* Given passage *
★ ★ ★ ★

The Hereford Gospels (Hereford, Hereford Cathedral Library, MS P. I. 2) is an 8th-century illuminated manuscript gospel book in insular script (minuscule), with large illuminated initials in the Insular style. This is a very late Anglo-Saxon gospel book, which shares a distinctive style with the Caligula Troper (Cotton Library, MS Caligula A.xiv). An added text suggests this was in the diocese of Hereford in the 11th century.

The manuscript was likely produced either in Wales (like the Ricemarch Psalter [In the Doomsday books Hereford is referred to as Hereford, Wales] and possibly the Lichfield Gospels) or in the West Country of England near the Welsh border. Correspondences with the Lichfield Gospels include roughly 650 variances from the Vulgate, suggestive that the two manuscripts result from a similar textual tradition.

★ ★ ★ ★

* Excerpted data *
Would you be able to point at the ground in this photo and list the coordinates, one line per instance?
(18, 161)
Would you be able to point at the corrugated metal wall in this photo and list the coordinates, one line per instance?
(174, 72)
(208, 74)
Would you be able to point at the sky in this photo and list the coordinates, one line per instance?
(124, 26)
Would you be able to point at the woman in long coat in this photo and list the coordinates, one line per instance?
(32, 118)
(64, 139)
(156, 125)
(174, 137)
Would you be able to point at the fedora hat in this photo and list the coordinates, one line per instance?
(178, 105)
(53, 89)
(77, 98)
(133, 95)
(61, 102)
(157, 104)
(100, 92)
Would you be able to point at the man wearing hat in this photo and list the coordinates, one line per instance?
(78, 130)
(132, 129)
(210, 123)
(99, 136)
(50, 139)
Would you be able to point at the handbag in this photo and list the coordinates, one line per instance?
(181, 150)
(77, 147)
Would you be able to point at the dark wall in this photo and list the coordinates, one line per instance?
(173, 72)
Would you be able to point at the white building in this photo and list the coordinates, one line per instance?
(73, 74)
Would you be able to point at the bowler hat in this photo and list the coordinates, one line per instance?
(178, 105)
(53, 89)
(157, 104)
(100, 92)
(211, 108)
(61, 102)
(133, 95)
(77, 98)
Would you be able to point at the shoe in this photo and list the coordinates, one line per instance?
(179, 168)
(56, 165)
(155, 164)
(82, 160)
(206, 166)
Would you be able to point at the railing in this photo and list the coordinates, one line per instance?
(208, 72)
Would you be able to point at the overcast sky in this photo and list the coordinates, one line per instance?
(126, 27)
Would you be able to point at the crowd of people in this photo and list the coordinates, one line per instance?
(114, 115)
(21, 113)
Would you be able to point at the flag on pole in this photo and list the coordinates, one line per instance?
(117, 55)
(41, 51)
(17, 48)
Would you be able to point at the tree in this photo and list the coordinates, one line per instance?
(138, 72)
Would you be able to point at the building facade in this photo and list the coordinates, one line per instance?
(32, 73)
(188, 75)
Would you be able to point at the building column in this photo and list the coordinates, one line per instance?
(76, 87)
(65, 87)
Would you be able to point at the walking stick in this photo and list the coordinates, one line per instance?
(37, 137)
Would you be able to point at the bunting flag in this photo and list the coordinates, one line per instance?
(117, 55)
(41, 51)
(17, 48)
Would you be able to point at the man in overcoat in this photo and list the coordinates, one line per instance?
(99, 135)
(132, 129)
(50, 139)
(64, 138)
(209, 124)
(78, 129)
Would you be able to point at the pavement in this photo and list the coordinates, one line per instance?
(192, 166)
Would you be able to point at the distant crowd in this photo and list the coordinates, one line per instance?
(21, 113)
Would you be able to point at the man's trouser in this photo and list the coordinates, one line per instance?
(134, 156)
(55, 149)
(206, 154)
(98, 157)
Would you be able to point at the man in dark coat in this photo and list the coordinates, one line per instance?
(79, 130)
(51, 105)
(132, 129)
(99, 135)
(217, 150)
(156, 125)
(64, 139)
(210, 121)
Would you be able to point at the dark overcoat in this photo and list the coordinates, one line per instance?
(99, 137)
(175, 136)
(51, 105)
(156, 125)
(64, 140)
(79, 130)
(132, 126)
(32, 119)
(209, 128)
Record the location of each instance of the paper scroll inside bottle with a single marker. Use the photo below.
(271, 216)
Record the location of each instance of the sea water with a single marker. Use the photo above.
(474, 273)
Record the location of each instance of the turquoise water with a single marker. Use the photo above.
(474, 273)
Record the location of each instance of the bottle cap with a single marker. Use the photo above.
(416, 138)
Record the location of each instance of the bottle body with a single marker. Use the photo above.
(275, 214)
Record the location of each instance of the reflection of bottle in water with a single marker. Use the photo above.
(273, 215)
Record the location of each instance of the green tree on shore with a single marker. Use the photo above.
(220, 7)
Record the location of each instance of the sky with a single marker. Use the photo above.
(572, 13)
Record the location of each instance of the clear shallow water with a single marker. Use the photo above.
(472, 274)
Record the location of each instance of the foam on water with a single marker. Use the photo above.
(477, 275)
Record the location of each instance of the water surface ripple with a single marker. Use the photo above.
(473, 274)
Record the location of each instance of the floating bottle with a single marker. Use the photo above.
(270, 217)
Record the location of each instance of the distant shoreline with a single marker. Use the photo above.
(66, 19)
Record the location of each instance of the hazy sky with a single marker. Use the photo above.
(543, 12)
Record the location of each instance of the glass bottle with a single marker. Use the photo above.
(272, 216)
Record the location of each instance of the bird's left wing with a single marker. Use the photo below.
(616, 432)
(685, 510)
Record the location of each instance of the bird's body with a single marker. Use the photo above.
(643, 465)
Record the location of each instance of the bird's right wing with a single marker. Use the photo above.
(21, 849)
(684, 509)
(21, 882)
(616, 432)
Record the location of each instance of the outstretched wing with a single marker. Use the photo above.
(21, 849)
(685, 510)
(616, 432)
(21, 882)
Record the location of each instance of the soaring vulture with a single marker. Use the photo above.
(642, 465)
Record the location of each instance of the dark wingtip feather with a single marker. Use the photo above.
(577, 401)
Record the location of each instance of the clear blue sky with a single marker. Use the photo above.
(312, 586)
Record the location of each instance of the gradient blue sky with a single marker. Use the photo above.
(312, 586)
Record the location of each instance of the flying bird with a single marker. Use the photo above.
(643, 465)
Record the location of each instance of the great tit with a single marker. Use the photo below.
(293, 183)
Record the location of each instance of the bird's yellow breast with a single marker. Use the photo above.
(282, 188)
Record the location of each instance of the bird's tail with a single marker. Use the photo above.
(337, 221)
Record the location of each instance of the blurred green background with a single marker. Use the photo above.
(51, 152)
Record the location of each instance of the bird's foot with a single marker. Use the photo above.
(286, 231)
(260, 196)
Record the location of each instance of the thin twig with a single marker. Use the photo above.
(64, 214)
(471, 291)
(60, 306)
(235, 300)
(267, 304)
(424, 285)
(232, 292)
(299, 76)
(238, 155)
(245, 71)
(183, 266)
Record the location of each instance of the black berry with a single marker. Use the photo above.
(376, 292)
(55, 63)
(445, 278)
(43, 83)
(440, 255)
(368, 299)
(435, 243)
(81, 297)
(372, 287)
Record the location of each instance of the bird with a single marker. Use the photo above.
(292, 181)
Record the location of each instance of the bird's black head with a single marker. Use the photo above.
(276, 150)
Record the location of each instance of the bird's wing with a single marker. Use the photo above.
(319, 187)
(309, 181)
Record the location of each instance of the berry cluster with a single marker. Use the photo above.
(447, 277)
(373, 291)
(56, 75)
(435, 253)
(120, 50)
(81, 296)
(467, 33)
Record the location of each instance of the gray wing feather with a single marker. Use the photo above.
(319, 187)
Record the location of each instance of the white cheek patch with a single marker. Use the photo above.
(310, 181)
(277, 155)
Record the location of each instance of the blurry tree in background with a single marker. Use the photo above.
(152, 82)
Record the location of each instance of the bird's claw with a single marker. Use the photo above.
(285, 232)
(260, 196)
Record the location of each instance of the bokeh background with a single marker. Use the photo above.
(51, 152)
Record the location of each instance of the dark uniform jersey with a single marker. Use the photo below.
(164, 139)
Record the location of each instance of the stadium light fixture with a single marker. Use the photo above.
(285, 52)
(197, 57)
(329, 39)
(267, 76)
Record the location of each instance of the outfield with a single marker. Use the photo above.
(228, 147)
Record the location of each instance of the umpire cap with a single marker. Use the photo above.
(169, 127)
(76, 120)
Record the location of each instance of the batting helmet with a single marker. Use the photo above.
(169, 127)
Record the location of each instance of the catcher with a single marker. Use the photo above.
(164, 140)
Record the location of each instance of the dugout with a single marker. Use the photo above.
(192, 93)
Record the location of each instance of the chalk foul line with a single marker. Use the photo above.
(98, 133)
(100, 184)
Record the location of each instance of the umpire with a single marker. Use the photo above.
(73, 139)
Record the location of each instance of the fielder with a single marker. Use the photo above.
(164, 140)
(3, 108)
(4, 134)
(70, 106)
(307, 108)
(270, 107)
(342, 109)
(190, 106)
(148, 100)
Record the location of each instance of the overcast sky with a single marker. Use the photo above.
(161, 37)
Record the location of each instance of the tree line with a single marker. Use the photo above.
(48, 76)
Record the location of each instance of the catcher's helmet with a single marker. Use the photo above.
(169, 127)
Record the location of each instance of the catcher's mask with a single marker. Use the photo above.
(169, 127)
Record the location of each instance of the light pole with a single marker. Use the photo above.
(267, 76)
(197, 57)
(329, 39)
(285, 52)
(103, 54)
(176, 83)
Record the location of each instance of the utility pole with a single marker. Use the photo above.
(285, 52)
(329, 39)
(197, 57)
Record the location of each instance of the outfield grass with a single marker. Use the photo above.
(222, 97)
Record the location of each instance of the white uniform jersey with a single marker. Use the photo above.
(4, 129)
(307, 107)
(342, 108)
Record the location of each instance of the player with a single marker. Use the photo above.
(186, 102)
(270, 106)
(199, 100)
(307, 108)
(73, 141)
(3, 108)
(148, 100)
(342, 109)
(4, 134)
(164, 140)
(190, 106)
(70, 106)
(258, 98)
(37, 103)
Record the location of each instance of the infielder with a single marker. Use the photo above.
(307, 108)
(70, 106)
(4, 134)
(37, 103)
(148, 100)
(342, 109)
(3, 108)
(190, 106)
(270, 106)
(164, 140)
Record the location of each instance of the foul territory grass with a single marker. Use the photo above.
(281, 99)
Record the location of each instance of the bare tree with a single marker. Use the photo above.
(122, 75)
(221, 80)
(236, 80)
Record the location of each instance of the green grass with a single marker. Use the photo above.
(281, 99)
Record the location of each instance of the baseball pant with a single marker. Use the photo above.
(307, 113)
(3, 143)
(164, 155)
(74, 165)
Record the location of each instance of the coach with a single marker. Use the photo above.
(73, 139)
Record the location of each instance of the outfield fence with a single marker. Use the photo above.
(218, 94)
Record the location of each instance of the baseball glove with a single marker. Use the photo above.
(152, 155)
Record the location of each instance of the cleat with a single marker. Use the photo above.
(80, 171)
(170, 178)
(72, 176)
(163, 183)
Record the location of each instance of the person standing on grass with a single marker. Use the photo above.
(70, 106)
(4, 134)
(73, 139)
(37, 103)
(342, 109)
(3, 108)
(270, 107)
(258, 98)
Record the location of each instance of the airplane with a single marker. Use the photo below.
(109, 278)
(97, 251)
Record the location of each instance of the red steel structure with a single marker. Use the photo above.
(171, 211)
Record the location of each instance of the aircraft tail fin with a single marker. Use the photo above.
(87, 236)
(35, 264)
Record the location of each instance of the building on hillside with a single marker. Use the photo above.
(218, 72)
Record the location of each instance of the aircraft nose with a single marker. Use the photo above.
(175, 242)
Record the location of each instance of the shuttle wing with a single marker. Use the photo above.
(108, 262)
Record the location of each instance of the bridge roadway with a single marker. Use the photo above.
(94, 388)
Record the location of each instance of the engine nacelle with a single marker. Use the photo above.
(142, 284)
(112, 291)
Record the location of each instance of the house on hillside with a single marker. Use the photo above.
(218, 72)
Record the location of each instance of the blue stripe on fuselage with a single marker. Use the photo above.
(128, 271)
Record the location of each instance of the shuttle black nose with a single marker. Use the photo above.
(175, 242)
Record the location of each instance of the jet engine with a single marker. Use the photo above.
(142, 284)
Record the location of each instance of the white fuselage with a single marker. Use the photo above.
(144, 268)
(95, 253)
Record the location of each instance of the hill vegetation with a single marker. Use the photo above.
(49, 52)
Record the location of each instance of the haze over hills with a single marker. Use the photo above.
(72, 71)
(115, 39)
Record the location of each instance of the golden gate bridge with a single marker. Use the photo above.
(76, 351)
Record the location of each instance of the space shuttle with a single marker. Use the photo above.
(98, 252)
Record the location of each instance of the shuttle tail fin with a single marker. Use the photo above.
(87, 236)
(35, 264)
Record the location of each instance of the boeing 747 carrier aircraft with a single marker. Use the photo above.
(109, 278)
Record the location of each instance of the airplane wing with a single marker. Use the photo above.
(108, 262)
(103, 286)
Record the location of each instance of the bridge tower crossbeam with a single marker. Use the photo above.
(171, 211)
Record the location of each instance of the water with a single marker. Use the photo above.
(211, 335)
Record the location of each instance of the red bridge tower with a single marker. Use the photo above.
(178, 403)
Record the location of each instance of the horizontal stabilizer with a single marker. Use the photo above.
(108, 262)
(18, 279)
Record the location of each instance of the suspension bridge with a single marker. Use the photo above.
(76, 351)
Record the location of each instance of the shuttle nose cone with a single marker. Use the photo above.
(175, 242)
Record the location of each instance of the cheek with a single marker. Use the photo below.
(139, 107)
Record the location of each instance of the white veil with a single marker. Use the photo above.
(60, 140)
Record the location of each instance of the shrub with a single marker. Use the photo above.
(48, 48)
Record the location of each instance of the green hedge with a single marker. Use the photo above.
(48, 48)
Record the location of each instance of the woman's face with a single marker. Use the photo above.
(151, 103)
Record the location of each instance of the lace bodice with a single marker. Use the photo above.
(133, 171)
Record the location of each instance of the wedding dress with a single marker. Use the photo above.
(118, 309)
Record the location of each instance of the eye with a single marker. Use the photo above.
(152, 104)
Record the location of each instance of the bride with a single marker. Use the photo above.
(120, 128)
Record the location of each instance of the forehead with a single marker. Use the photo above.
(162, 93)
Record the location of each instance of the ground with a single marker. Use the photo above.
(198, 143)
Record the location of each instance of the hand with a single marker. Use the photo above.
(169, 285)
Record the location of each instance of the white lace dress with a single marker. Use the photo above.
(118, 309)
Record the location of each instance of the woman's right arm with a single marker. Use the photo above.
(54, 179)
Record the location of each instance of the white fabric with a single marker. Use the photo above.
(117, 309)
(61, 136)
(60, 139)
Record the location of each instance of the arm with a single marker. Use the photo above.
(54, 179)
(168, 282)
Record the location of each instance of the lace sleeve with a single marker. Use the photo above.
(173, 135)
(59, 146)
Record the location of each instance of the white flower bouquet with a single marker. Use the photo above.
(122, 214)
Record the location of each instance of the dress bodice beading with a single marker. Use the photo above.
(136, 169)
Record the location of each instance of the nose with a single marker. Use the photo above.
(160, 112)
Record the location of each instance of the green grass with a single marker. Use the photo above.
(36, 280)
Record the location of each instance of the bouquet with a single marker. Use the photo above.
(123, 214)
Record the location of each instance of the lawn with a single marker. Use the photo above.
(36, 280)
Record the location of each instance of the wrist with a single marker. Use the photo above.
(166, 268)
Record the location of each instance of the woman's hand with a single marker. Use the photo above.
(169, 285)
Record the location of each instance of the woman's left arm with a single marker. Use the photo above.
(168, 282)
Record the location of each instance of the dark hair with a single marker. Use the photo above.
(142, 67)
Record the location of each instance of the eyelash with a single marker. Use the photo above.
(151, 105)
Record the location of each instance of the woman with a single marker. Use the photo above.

★ ★ ★ ★

Continue the passage on the Hereford Gospels manuscript from its last sentence.

* Output *
Like other Insular manuscripts, the decoration has features relating to pre-Christian Celtic art, featuring spirals, tri-partite divisions of circles, common in the La Tene style, as well as Germanic and Mediterranean elements.

It is now housed in Hereford Cathedral in the largest surviving chained library, a library in which the books are chained so as to prevent theft.

This book should not be confused with a different manuscript sometimes known as the "Hereford Gospels", now held at Pembroke College, Cambridge as MS 302.